Exercise
Edit everything from the line containing "I'm trying to find the wooden piling." down to the end of the material, swapping "wooden piling" for "timber piling" and leaving the rest untouched. Give back only those lines.

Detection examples
▼

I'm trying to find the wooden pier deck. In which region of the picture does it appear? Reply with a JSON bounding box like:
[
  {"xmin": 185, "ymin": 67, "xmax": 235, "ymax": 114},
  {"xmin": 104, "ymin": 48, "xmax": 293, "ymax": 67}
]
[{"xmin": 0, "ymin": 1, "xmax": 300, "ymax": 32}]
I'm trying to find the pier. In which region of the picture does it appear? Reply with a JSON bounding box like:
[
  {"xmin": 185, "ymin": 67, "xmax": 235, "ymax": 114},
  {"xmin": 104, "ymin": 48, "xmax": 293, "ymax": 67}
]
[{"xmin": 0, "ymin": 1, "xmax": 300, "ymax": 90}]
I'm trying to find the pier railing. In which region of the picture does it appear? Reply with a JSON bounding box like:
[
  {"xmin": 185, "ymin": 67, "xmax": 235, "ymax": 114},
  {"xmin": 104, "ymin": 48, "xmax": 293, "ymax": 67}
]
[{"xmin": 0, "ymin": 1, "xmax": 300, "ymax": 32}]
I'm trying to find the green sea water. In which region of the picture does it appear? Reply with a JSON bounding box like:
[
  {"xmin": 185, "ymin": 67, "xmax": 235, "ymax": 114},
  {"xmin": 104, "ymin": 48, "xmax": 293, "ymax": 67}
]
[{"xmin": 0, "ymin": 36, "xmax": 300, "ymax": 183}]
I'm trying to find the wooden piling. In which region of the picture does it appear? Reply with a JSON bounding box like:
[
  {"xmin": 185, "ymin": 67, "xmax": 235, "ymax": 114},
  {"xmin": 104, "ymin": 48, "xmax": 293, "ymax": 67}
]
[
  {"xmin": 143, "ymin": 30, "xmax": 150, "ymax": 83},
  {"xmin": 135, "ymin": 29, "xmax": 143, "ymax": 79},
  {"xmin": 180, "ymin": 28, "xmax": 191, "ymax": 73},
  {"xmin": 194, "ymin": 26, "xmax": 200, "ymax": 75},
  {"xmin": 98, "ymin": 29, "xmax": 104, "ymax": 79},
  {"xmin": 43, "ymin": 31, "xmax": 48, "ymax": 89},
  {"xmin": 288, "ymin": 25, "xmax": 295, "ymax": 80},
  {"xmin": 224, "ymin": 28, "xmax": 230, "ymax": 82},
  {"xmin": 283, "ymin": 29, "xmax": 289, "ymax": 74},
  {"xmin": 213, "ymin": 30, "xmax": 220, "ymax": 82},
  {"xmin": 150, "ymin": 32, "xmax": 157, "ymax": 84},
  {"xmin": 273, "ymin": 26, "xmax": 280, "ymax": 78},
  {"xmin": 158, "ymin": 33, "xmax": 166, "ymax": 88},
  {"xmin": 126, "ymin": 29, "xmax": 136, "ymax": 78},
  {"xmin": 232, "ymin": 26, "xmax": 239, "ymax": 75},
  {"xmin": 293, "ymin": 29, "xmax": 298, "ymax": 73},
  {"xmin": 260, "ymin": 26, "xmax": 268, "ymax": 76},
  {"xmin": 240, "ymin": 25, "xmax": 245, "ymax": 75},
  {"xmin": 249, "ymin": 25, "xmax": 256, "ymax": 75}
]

▲

Result
I'm trying to find the timber piling. In which region of the picture does it appear? Reply with a JSON bounding box like:
[
  {"xmin": 185, "ymin": 67, "xmax": 235, "ymax": 114},
  {"xmin": 104, "ymin": 48, "xmax": 293, "ymax": 67}
]
[
  {"xmin": 143, "ymin": 30, "xmax": 150, "ymax": 83},
  {"xmin": 135, "ymin": 29, "xmax": 143, "ymax": 79},
  {"xmin": 180, "ymin": 28, "xmax": 191, "ymax": 73},
  {"xmin": 194, "ymin": 26, "xmax": 200, "ymax": 75},
  {"xmin": 98, "ymin": 29, "xmax": 104, "ymax": 79},
  {"xmin": 43, "ymin": 31, "xmax": 48, "ymax": 89},
  {"xmin": 288, "ymin": 25, "xmax": 295, "ymax": 80},
  {"xmin": 224, "ymin": 28, "xmax": 230, "ymax": 82},
  {"xmin": 283, "ymin": 29, "xmax": 289, "ymax": 74},
  {"xmin": 213, "ymin": 30, "xmax": 220, "ymax": 82},
  {"xmin": 150, "ymin": 32, "xmax": 157, "ymax": 84},
  {"xmin": 273, "ymin": 26, "xmax": 280, "ymax": 78},
  {"xmin": 158, "ymin": 33, "xmax": 166, "ymax": 88},
  {"xmin": 126, "ymin": 29, "xmax": 136, "ymax": 78},
  {"xmin": 232, "ymin": 26, "xmax": 239, "ymax": 75},
  {"xmin": 293, "ymin": 29, "xmax": 298, "ymax": 73},
  {"xmin": 260, "ymin": 26, "xmax": 268, "ymax": 76},
  {"xmin": 240, "ymin": 25, "xmax": 245, "ymax": 75},
  {"xmin": 249, "ymin": 25, "xmax": 256, "ymax": 75}
]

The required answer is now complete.